# WORK ORDER
Can you write out the part of the Joseph Schlessinger biography below that opens with the words "Joseph Schlessinger, Yale" and closes with "infantry brigade Captain.", changing "partisans" to "resistance fighters"?

# TEXT SEGMENT

☆ ☆ ☆ ☆ ☆

Joseph Schlessinger, Yale University School of Medicine, was born in 1945 in Croatia two months before WWII ended. Most of his family perished in the holocaust but his parents and grandmother survived by joining the partisans led by Tito. In 1948 his family emigrated to the newly established state of Israel where he served in the IDF, taking part in the Six- day (1967) and Yom Kippur (1973) wars as an infantry brigade Captain.
He received a B.Sc. in Chemistry and Physics (1968) and a M.Sc. in Chemistry (1970) from the Hebrew University in Jerusalem and a Ph.D. Biophysics from the Weizmann Institute of Science in 1974. From 1974-1976, he was a postdoctoral associate in the Departments of Chemistry and Applied Physics at Cornell University, working with Prof. Watt Webb, and then was a visiting fellow in immunology at the NIH before joining the faculty of the Weizmann Institute from 1978-1991, where he became Ruth and Leonard Simon Professor of Cancer Research in the Department of Immunology from 1985-1991. He was the Director of the Skirball Institute for Biomolecular Medicine at New York University (NYU) Medical Center from 1998-2001 and the Milton and Helen Kimmelman Professor and Chairman of the Department of Pharmacology at NYU Medical School from 1990-2001. He has been the William H. Prusoff Professor and Chair of the Department of Pharmacology at Yale University School of Medicine since 2001.
Dr. Schlessinger has been a world leader in the biochemistry of growth factor receptors and their signaling partners and their implications for cancer. He has won a number of awards for his seminal work including the Ciba-Drew Award (1995), the Antoine Lacassagne Prize (1995), The Distinguished Service Award of Miami Biotechnology (1999), and Honorary Membership of the Japanese Biochemical Society (1999). He is a member of the European Molecular Biology Organization (EMBO) (1982), the National Academy of Sciences (2000), a fellow of the Neuroscience Research Program (2000), the American Academy of Arts and Sciences (2001), and the European Academy of Sciences (2004). He has delivered many named lectures and is a member of several editorial boards and advisory committees. Dr. Schlessinger has founded a number of biotechnology companies that focus on cancer and other diseases including Sugen, Inc., Plexxikon, and Kolltan, and several of his discoveries have led to the development to drugs that are now in clinical trials.

☆ ☆ ☆ ☆ ☆

# MATERIAL SUPPLIED
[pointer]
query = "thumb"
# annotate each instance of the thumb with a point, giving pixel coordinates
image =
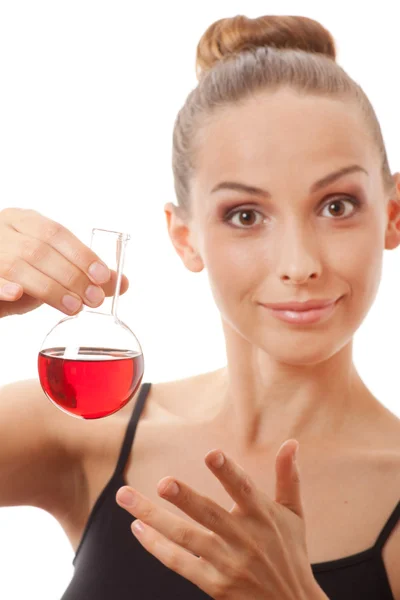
(287, 490)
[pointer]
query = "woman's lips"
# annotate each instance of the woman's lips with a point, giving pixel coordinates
(304, 316)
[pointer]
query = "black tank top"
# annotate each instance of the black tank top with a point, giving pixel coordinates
(111, 563)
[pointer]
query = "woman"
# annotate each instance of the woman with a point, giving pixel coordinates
(285, 196)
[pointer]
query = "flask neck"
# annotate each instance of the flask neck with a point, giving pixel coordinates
(110, 247)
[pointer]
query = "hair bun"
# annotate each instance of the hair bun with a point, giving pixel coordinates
(228, 37)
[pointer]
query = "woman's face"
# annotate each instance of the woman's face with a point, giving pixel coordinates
(290, 242)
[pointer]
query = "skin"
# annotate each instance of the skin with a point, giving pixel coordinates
(281, 379)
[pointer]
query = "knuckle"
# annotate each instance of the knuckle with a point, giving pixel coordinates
(47, 289)
(212, 516)
(147, 513)
(50, 230)
(71, 279)
(173, 560)
(33, 250)
(245, 486)
(184, 536)
(8, 267)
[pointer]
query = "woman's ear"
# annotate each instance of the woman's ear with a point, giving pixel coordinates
(392, 236)
(182, 237)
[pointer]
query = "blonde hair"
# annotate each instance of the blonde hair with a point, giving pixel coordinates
(237, 57)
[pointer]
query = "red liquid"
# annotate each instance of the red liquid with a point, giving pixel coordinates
(95, 385)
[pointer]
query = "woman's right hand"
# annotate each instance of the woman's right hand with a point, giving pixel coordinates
(49, 264)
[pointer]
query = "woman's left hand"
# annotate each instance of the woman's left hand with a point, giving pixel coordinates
(256, 551)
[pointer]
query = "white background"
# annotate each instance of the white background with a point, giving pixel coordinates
(89, 94)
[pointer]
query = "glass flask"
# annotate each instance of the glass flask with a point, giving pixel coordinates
(91, 364)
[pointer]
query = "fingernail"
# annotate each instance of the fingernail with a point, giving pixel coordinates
(99, 272)
(172, 489)
(126, 497)
(218, 460)
(10, 289)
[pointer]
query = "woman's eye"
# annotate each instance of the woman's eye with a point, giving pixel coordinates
(246, 219)
(337, 202)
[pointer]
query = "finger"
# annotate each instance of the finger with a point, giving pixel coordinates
(9, 290)
(192, 568)
(31, 223)
(48, 261)
(109, 287)
(236, 482)
(200, 508)
(191, 537)
(38, 285)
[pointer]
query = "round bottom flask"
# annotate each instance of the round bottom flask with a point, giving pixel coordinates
(91, 364)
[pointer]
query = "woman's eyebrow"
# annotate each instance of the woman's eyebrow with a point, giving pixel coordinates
(241, 187)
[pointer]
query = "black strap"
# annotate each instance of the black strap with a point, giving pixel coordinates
(388, 527)
(131, 429)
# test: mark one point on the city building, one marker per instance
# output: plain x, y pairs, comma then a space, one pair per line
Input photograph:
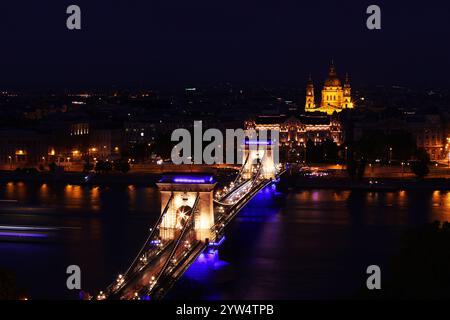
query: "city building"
296, 131
335, 97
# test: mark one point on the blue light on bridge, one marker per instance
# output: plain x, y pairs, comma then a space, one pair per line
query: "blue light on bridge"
23, 235
258, 142
201, 179
217, 243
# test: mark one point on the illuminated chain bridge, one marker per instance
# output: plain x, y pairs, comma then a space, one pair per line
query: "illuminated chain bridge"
193, 217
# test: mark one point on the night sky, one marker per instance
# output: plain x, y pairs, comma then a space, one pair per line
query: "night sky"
150, 43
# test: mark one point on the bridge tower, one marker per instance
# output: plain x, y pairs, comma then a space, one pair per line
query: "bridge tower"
182, 192
259, 152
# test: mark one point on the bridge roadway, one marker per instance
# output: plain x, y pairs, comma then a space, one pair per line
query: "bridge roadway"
162, 262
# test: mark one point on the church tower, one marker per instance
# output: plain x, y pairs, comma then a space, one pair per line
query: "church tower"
335, 96
347, 103
310, 104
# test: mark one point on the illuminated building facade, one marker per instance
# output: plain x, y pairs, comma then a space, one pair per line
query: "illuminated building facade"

☆ ☆ ☆ ☆ ☆

# FINISHED TASK
Joseph Schlessinger, Yale University School of Medicine, was born in 1945 in Croatia two months before WWII ended. Most of his family perished in the holocaust but his parents and grandmother survived by joining the resistance fighters led by Tito. In 1948 his family emigrated to the newly established state of Israel where he served in the IDF, taking part in the Six- day (1967) and Yom Kippur (1973) wars as an infantry brigade Captain.